#### [Goal]
Render every line of the entries below as a JSON list of strings, with one string per line and blank lines omitted.

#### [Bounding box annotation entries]
** start **
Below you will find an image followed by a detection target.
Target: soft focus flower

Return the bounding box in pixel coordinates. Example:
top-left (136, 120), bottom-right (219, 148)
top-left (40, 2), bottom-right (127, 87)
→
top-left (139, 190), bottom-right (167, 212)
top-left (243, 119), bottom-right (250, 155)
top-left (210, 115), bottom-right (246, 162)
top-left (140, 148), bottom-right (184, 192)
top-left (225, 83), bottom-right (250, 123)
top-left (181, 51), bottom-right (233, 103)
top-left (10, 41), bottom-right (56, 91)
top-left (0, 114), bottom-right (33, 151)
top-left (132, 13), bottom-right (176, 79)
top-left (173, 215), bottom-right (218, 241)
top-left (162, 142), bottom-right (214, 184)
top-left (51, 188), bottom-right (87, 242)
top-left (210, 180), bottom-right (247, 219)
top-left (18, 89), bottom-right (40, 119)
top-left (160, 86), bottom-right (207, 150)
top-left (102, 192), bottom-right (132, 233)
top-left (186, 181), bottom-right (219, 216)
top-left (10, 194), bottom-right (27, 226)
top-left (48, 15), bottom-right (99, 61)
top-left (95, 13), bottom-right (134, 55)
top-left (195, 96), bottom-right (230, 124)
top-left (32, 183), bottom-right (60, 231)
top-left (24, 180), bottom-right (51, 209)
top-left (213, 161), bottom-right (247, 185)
** end **
#### [Solution for this exercise]
[
  "Below you will find an image followed by a detection target.",
  "Target: soft focus flower",
  "Return the bounding box in pixel coordinates. Example:",
  "top-left (136, 120), bottom-right (219, 148)",
  "top-left (40, 2), bottom-right (127, 87)",
  "→",
  "top-left (139, 190), bottom-right (167, 212)",
  "top-left (243, 119), bottom-right (250, 155)",
  "top-left (210, 115), bottom-right (246, 162)",
  "top-left (140, 148), bottom-right (184, 192)",
  "top-left (225, 83), bottom-right (250, 123)",
  "top-left (181, 51), bottom-right (233, 103)",
  "top-left (10, 41), bottom-right (56, 91)",
  "top-left (0, 114), bottom-right (33, 151)",
  "top-left (132, 13), bottom-right (176, 79)",
  "top-left (173, 215), bottom-right (218, 241)",
  "top-left (162, 142), bottom-right (214, 184)",
  "top-left (51, 188), bottom-right (87, 242)",
  "top-left (210, 180), bottom-right (247, 219)",
  "top-left (18, 89), bottom-right (40, 119)",
  "top-left (160, 86), bottom-right (207, 150)",
  "top-left (102, 192), bottom-right (132, 233)",
  "top-left (186, 181), bottom-right (219, 216)",
  "top-left (10, 194), bottom-right (27, 226)",
  "top-left (48, 15), bottom-right (99, 61)",
  "top-left (95, 13), bottom-right (134, 55)",
  "top-left (195, 96), bottom-right (230, 124)",
  "top-left (32, 183), bottom-right (60, 231)",
  "top-left (24, 180), bottom-right (51, 209)",
  "top-left (213, 161), bottom-right (247, 185)"
]